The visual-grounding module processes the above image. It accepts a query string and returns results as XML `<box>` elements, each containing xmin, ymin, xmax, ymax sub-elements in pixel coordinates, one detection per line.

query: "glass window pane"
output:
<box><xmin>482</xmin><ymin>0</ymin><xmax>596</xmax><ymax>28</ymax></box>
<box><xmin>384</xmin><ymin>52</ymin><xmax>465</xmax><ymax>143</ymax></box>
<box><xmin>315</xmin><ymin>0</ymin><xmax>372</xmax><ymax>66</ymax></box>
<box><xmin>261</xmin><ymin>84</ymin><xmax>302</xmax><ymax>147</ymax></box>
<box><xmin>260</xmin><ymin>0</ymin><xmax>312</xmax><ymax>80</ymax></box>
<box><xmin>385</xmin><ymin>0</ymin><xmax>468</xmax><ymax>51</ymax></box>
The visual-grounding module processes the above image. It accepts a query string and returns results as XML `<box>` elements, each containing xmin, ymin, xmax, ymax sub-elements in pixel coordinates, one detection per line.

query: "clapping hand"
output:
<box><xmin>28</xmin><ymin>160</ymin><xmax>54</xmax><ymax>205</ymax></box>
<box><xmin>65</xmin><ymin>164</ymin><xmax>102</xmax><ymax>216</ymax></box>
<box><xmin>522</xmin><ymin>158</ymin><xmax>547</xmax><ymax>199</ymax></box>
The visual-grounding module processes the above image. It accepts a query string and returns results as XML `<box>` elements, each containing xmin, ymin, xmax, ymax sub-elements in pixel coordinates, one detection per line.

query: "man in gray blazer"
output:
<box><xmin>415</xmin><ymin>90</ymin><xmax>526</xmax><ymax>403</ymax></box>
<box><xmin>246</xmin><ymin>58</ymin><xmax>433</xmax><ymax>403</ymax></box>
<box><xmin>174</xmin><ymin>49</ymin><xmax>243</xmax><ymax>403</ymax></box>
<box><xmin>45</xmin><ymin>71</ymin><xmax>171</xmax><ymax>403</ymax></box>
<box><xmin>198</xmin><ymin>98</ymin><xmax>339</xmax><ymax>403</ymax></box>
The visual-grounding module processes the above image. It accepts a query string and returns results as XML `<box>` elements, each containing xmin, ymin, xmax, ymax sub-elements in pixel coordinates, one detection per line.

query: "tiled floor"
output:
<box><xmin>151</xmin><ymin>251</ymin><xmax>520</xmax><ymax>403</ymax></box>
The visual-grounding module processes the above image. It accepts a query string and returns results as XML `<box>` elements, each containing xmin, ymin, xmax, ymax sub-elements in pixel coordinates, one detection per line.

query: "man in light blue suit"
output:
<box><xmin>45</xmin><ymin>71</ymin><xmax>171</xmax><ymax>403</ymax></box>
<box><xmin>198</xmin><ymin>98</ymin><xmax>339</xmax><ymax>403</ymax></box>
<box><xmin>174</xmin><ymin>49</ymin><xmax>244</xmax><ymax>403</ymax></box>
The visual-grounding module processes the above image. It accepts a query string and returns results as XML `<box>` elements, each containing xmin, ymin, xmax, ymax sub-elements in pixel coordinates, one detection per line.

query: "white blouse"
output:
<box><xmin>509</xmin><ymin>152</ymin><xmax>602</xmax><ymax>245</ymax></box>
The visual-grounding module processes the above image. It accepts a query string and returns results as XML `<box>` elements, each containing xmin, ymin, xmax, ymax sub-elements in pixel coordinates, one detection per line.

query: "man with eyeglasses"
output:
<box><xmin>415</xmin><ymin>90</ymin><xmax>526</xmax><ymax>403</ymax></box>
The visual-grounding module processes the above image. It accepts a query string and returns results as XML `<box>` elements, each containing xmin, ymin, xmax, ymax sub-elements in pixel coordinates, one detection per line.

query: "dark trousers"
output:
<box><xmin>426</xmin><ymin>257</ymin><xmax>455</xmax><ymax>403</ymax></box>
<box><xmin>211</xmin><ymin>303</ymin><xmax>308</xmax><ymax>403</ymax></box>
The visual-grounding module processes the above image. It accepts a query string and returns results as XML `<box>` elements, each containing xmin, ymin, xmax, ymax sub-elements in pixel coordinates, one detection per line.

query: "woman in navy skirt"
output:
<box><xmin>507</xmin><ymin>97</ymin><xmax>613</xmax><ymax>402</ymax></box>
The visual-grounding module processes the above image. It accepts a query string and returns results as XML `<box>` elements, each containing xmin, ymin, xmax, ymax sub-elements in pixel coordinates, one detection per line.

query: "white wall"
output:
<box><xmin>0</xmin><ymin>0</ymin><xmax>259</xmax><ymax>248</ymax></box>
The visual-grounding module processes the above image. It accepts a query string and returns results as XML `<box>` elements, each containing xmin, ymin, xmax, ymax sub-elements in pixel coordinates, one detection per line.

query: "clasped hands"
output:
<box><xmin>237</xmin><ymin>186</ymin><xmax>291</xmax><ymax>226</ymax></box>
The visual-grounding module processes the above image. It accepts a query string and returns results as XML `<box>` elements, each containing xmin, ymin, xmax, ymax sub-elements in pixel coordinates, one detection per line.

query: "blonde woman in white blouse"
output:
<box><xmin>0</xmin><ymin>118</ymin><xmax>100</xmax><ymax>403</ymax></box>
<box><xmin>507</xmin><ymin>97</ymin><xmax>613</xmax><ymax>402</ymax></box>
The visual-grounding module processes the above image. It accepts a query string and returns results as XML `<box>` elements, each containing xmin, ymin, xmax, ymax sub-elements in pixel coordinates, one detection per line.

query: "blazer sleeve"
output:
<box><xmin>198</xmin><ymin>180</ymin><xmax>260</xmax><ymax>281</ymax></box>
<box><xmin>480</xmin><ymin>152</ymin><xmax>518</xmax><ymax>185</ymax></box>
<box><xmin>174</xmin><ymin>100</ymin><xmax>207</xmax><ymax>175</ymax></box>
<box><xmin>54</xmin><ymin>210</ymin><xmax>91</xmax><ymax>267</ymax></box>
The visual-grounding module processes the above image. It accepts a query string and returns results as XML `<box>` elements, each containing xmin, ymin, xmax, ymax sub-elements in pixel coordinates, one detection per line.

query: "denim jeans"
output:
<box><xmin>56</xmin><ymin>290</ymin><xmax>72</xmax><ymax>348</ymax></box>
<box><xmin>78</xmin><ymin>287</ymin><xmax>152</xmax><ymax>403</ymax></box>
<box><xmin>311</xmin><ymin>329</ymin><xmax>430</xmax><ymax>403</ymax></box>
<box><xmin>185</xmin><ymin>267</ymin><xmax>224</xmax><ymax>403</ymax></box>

DO THIS – All of the material above needs to be retyped word for word.

CORRECT RESULT –
The visual-grounding module processes the above image. It accepts a query string and returns results as XML `<box>` elements, each containing xmin, ymin, xmax, ymax sub-elements in pixel coordinates, one detection per line.

query: "glass window pane"
output:
<box><xmin>482</xmin><ymin>0</ymin><xmax>596</xmax><ymax>28</ymax></box>
<box><xmin>384</xmin><ymin>52</ymin><xmax>465</xmax><ymax>143</ymax></box>
<box><xmin>315</xmin><ymin>0</ymin><xmax>372</xmax><ymax>66</ymax></box>
<box><xmin>261</xmin><ymin>84</ymin><xmax>302</xmax><ymax>147</ymax></box>
<box><xmin>260</xmin><ymin>0</ymin><xmax>312</xmax><ymax>80</ymax></box>
<box><xmin>385</xmin><ymin>0</ymin><xmax>468</xmax><ymax>51</ymax></box>
The visual-grounding module processes the above image. It accepts a query string and returns results as XML `<box>` elements, each containing xmin, ymin, xmax, ymax sub-elements in pixel coordinates, one detection per line.

query: "clapping hand"
output:
<box><xmin>28</xmin><ymin>160</ymin><xmax>54</xmax><ymax>205</ymax></box>
<box><xmin>65</xmin><ymin>164</ymin><xmax>102</xmax><ymax>216</ymax></box>
<box><xmin>522</xmin><ymin>158</ymin><xmax>547</xmax><ymax>199</ymax></box>
The visual-grounding module processes the above image. It accepts a query string and returns results as XML `<box>` elements, each containing xmin, ymin, xmax, ymax sub-elements in pixel coordinates, one detection per line.

query: "man in gray blazer"
output:
<box><xmin>415</xmin><ymin>90</ymin><xmax>526</xmax><ymax>403</ymax></box>
<box><xmin>246</xmin><ymin>58</ymin><xmax>433</xmax><ymax>403</ymax></box>
<box><xmin>174</xmin><ymin>49</ymin><xmax>243</xmax><ymax>403</ymax></box>
<box><xmin>45</xmin><ymin>71</ymin><xmax>171</xmax><ymax>403</ymax></box>
<box><xmin>198</xmin><ymin>98</ymin><xmax>339</xmax><ymax>403</ymax></box>
The visual-grounding module processes the above image. It accepts a query string and returns results as XML `<box>` elements, each containing xmin, ymin, xmax, ymax sub-elements in pixel coordinates, one detection per line.

query: "tiled floor"
output:
<box><xmin>151</xmin><ymin>251</ymin><xmax>520</xmax><ymax>403</ymax></box>
The visual-grounding module processes the above image. It accepts a query string and returns results as XML `<box>` elements, each containing xmin, ymin, xmax, ymax sub-elements in pixel coordinates, one detection per line.

query: "man in light blue suit"
output:
<box><xmin>45</xmin><ymin>71</ymin><xmax>171</xmax><ymax>403</ymax></box>
<box><xmin>198</xmin><ymin>98</ymin><xmax>339</xmax><ymax>403</ymax></box>
<box><xmin>174</xmin><ymin>49</ymin><xmax>244</xmax><ymax>403</ymax></box>
The visual-grounding module processes the above image. It accepts a query string and returns results as XML `<box>` elements, each containing xmin, ymin, xmax, ymax sub-elements in pixel coordinates, one detection per line.

query: "white blouse"
output:
<box><xmin>509</xmin><ymin>152</ymin><xmax>602</xmax><ymax>245</ymax></box>
The visual-grounding module processes the above image. It accepts a query string and returns results as XML `<box>` elements, each containing xmin, ymin, xmax, ymax sub-elements in pixel coordinates, one detection per line.

query: "man with eyeglasses"
output:
<box><xmin>415</xmin><ymin>90</ymin><xmax>526</xmax><ymax>403</ymax></box>
The visual-grounding module processes the above image. It accepts a query string and returns results as XML `<box>` elements, each containing xmin, ymin, xmax, ymax sub-elements in pixel coordinates, one detection per line.

query: "dark trousers"
output:
<box><xmin>426</xmin><ymin>257</ymin><xmax>455</xmax><ymax>403</ymax></box>
<box><xmin>211</xmin><ymin>303</ymin><xmax>308</xmax><ymax>403</ymax></box>
The visual-grounding module processes the above image. It accepts a query string and returns results as XML `<box>` elements, each containing xmin, ymin, xmax, ymax sub-elements in pixel coordinates, one detection per line.

query: "woman in navy skirt"
output:
<box><xmin>507</xmin><ymin>97</ymin><xmax>613</xmax><ymax>402</ymax></box>
The visual-grounding module processes the above image. It accepts a query string and returns results as XML `<box>` elements, each containing xmin, ymin, xmax, ymax sub-elements in pixel coordinates, one detection per line.

query: "white wall"
output:
<box><xmin>0</xmin><ymin>0</ymin><xmax>259</xmax><ymax>248</ymax></box>
The visual-grounding module processes the above image. It accepts a query string and returns results as XML `<box>` elements, each containing xmin, ymin, xmax, ymax sub-elements in pixel coordinates, one detection per line.

query: "clasped hands"
output:
<box><xmin>237</xmin><ymin>186</ymin><xmax>291</xmax><ymax>226</ymax></box>
The visual-grounding module processes the above image. It accepts a query string and returns results as XML `<box>` elements, each containing xmin, ymin, xmax, ymax sub-elements in pixel coordinates, one detection per line.

query: "blonde woman in white blouse"
output:
<box><xmin>0</xmin><ymin>118</ymin><xmax>100</xmax><ymax>403</ymax></box>
<box><xmin>507</xmin><ymin>97</ymin><xmax>613</xmax><ymax>402</ymax></box>
The visual-grounding module processes the above image. It accepts a query string and returns results as XML `<box>` elements, each containing xmin, ymin, xmax, ymax sub-elements in pixel coordinates, one detection per line.

query: "blazer sleeve"
output:
<box><xmin>198</xmin><ymin>180</ymin><xmax>260</xmax><ymax>281</ymax></box>
<box><xmin>480</xmin><ymin>152</ymin><xmax>518</xmax><ymax>185</ymax></box>
<box><xmin>174</xmin><ymin>100</ymin><xmax>207</xmax><ymax>175</ymax></box>
<box><xmin>54</xmin><ymin>210</ymin><xmax>91</xmax><ymax>267</ymax></box>
The visual-grounding module processes the above image. It accepts a query string and returns results as XML `<box>` elements, each containing xmin, ymin, xmax, ymax sub-elements in pixel coordinates, one detection per line.

query: "denim jeans"
output:
<box><xmin>56</xmin><ymin>290</ymin><xmax>72</xmax><ymax>348</ymax></box>
<box><xmin>78</xmin><ymin>287</ymin><xmax>152</xmax><ymax>403</ymax></box>
<box><xmin>311</xmin><ymin>329</ymin><xmax>430</xmax><ymax>403</ymax></box>
<box><xmin>185</xmin><ymin>267</ymin><xmax>224</xmax><ymax>403</ymax></box>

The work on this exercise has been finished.